Raw data |
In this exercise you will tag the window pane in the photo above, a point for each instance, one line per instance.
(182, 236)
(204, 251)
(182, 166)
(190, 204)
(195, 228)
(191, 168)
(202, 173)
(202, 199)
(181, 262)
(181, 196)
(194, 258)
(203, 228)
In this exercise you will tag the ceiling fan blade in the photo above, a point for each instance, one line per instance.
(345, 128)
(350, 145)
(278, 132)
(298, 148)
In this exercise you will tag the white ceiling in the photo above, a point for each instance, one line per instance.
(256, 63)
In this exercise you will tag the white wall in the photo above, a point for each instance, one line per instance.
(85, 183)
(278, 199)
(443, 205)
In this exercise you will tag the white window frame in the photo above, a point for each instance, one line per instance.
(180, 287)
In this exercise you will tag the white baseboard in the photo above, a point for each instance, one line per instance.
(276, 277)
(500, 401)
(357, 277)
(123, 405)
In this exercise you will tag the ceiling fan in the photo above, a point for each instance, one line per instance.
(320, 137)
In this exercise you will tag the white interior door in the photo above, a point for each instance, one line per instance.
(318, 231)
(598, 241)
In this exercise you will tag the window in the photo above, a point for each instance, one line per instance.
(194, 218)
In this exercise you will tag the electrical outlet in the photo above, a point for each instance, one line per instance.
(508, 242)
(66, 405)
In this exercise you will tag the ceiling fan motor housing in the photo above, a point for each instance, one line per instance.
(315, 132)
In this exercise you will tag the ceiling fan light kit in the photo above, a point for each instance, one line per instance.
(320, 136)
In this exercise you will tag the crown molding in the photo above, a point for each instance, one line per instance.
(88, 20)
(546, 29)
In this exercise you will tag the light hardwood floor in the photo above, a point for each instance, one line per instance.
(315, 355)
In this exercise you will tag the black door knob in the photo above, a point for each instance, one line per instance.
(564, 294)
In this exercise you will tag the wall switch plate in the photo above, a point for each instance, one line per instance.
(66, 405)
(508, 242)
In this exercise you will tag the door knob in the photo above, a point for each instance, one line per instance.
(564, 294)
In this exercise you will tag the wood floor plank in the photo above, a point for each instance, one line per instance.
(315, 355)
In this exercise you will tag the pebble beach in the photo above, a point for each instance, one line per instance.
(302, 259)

Short exercise |
Convert the stretch of the listing from the line containing "In this exercise you will tag the ceiling fan motor" through the end of the listing into a Markdown table. Use a Row column for the running number and a Text column for the line, and skip any blank lines.

Correct response |
| Row | Text |
|---|---|
| 1 | In this exercise you will tag the ceiling fan motor housing in the photo above, a point for each instance, one line per instance. |
| 2 | (315, 132) |
| 3 | In this exercise you will tag the ceiling fan light kit in the photo above, a point for each instance, one line per instance. |
| 4 | (320, 136) |
| 5 | In this exercise you will tag the crown molding in the photo above, a point for each instance, one line per instance. |
| 6 | (88, 20) |
| 7 | (546, 29) |
| 8 | In this exercise you will tag the light hardwood floor in the photo above, a point for each instance, one line per instance. |
| 9 | (315, 355) |
| 10 | In this exercise you will tag the black door knob in the photo above, a point for each instance, one line per instance. |
| 11 | (564, 294) |
| 12 | In this exercise you will tag the wall switch plate in the photo above, a point for each instance, one line per instance. |
| 13 | (66, 405) |
| 14 | (508, 242) |
| 15 | In this exercise you will tag the door knob in the photo above, a point for each instance, one line per instance. |
| 16 | (564, 294) |
| 17 | In this exercise you will tag the wood floor plank in the photo above, a point for each instance, one line per instance. |
| 18 | (315, 355) |
| 19 | In this exercise you will tag the pebble beach in the photo above, a point for each instance, one line per instance. |
| 20 | (302, 259) |